◆ Problem to solve ◆
Should a line in the entries below contain "wall", return that line.
===== Data shown =====
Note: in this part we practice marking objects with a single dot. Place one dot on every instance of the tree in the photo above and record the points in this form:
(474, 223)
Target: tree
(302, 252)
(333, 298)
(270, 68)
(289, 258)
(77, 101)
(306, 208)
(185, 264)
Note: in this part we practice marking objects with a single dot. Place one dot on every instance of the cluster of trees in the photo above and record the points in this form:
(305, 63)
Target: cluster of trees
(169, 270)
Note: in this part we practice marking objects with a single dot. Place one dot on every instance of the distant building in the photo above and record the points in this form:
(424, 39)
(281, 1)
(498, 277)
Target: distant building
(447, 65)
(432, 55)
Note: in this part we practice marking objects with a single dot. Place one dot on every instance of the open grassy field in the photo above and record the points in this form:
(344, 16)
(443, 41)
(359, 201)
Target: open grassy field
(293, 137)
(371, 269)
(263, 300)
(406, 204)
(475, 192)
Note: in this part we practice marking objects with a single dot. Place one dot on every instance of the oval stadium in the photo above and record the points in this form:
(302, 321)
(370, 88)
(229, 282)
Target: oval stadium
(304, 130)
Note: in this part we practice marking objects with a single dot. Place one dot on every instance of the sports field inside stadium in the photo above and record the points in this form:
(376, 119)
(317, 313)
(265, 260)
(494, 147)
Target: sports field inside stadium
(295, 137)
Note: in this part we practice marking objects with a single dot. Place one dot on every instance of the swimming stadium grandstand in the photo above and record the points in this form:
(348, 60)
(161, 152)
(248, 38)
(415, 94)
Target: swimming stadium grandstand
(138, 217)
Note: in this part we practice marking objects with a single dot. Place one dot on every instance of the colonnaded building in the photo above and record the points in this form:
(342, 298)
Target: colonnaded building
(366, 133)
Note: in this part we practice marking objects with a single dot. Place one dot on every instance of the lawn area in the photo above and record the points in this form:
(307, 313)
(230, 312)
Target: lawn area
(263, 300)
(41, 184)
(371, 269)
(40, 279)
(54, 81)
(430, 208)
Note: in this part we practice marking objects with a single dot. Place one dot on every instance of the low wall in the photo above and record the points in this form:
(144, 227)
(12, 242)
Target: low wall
=====
◆ Response area ◆
Note: in this part we practice marking objects with a single dot. Place one dot on every instance of the low wall in the photo above and record the points in this form:
Target: low wall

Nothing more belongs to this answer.